# Text for analysis:
* * * * *
Last month, a friend needed a web designer. He didn't Google it. He opened ChatGPT and typed: "Who are the best web design agencies for small businesses?"
He got five names. Confident, specific, sounded like advice from someone who knew the industry.
None of them were necessarily the best. They were just the ones the AI knew how to talk about.
That's the entire game now, and most business owners don't know it's being played.
Your customers changed how they search. Quietly.
Nobody announced it. But somewhere in the last two years, a growing share of buying decisions started with a question to an AI instead of a search on Google. "What's a good accountant for a small import business?" "Best place to order custom furniture in Lagos?" "Which agency should I use to redesign my website?"
Google shows a list of links and lets you judge. AI gives an answer, three to five names, stated as fact. If you're in the answer, you exist. If you're not, you don't. There's no page two of ChatGPT.
Why the AI skips you
Here's the uncomfortable part: it's usually not because your work is worse than the businesses it names. It's because of how your website talks about you.
1. Your website describes feelings, not facts. "We bring your vision to life." "Passionate about excellence." An AI reads that and learns nothing it can repeat. Compare: "Vavinix is a web design agency founded in Nigeria, serving clients in the US, UK, and Spain, specializing in SEO and AI-search-ready websites." That sentence is an answer waiting to be quoted. Most sites don't contain a single sentence like it.
2. There's no structured data behind your pages. AI systems and the search engines feeding them lean on structured markup, the invisible layer that says this is a business, this is what it does, this is where, these are its services. No schema, no clear entity, no confident answer about you.
3. You've never been written about anywhere else. AI cross-references. A business mentioned on its own site and in directories, client sites, and articles feels verifiable. A business that only exists on its own homepage feels like a rumor.
* * * * *
# Things to do:
1. In two sentences, summarize the text on AI search and business visibility.
2. Continue the text on AI search and business visibility from the point where it stops, after its third reason.
* * * * *
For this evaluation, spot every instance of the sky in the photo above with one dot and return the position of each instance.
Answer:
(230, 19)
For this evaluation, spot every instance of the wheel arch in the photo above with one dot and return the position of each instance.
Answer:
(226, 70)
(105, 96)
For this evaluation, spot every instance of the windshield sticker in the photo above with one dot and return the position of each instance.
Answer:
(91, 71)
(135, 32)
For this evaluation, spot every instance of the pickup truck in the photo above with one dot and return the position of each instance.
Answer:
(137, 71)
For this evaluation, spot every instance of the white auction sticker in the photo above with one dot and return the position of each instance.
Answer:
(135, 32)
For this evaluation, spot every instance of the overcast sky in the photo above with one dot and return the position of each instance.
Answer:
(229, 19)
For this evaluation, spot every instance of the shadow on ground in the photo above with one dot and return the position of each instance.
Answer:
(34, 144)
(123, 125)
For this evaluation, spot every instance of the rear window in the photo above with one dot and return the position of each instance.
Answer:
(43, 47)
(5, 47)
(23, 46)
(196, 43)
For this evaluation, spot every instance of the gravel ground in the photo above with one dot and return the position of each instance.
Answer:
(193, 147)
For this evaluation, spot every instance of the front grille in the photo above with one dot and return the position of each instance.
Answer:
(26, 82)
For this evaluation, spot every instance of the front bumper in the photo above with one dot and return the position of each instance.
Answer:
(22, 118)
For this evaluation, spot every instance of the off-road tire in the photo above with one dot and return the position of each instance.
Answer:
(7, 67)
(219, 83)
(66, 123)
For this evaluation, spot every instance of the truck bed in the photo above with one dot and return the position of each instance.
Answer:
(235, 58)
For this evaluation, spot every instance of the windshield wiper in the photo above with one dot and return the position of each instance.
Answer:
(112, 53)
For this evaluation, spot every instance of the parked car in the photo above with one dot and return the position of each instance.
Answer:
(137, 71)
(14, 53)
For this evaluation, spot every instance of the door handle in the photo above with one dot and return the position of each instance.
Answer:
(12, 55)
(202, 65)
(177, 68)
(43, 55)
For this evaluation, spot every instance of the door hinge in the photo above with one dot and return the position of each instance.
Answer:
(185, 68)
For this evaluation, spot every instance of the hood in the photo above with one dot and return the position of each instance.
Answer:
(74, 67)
* * * * *
# Responses per task:
1. A growing share of buying decisions now start with a question to an AI, which names three to five businesses as fact, so a business left out of that answer effectively doesn't exist. According to the text, the AI usually skips a business not because its work is worse but because its website describes feelings instead of facts, has no structured data, and the business has never been written about anywhere else.

2.
4. Your pages don't answer questions. People ask AI questions. AI looks for content shaped like answers. If your services page is a wall of adjectives instead of "What does a website cost?" / "How long does a redesign take?", you've given it nothing to work with.
What fixing it actually looks like
This is the work we now call answer engine optimization, and it's less mystical than it sounds:
- Rewrite your key pages so a machine (and a stranger) can state what you do in one sentence.
- Add proper schema markup, Organization, Service, FAQPage, so your site declares itself instead of hoping to be inferred.
- Build genuine question-and-answer content around the things customers actually ask before hiring someone like you.
- Get your business named in places beyond your own domain.
We did all four to our own website first. It's why we can write this article without guessing, we watched what changed. The full teardown of what we did is coming in a separate post on where your customers actually search now.
The honest timeline
This isn't a switch you flip. AI systems update what they know slowly and reward consistency. Businesses that restructure now are building the visibility they'll have when this becomes the default way people find services, and in some industries, it already is.
The businesses that waited for social media to "prove itself" spent years catching up to the ones that didn't. This is that moment again, just quieter.